### ABOUT THIS TASK
Copy each line of the material below that contains the word "white", leaving out all other lines.

▶

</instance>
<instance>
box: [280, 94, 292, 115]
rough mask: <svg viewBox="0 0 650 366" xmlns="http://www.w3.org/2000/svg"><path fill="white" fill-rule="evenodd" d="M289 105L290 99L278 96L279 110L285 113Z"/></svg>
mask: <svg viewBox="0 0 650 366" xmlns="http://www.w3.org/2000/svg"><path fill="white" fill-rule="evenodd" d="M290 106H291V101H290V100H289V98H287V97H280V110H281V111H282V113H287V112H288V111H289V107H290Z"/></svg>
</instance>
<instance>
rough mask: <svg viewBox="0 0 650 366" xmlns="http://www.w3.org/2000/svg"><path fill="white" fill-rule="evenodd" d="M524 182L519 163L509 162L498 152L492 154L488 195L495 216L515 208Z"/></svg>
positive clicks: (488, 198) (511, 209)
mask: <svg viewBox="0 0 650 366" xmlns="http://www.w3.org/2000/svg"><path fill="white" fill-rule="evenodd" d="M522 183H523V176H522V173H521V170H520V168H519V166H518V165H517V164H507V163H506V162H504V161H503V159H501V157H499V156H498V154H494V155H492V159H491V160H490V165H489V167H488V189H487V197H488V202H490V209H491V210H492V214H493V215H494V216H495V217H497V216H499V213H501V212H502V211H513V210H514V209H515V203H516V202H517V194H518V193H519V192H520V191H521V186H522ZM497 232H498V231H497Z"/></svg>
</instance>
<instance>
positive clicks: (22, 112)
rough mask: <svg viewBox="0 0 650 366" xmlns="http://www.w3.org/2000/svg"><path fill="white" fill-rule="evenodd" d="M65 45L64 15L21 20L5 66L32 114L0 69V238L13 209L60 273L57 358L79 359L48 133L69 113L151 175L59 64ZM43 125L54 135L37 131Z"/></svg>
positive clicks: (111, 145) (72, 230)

◀

### TASK RESULT
rough mask: <svg viewBox="0 0 650 366" xmlns="http://www.w3.org/2000/svg"><path fill="white" fill-rule="evenodd" d="M289 105L290 99L278 96L279 110L285 113Z"/></svg>
mask: <svg viewBox="0 0 650 366" xmlns="http://www.w3.org/2000/svg"><path fill="white" fill-rule="evenodd" d="M290 106H291V101H290V100H289V98H287V97H280V110H281V111H282V113H287V112H288V111H289V107H290Z"/></svg>
rough mask: <svg viewBox="0 0 650 366" xmlns="http://www.w3.org/2000/svg"><path fill="white" fill-rule="evenodd" d="M524 182L519 163L509 162L498 152L492 154L488 195L495 216L515 208Z"/></svg>
mask: <svg viewBox="0 0 650 366" xmlns="http://www.w3.org/2000/svg"><path fill="white" fill-rule="evenodd" d="M522 183H523V176H522V173H521V170H520V168H519V166H518V165H517V164H507V163H506V162H504V161H503V159H501V157H499V156H498V154H494V155H492V159H491V160H490V165H489V167H488V189H487V197H488V202H490V209H491V210H492V214H493V215H494V216H495V217H497V216H499V213H501V212H502V211H513V210H514V209H515V203H516V202H517V194H518V193H519V192H520V191H521V186H522ZM497 232H498V231H497Z"/></svg>
rough mask: <svg viewBox="0 0 650 366" xmlns="http://www.w3.org/2000/svg"><path fill="white" fill-rule="evenodd" d="M65 45L64 15L21 20L5 66L32 114L0 69V238L13 209L60 273L57 358L79 359L48 133L69 113L151 175L59 64ZM43 125L54 135L37 131Z"/></svg>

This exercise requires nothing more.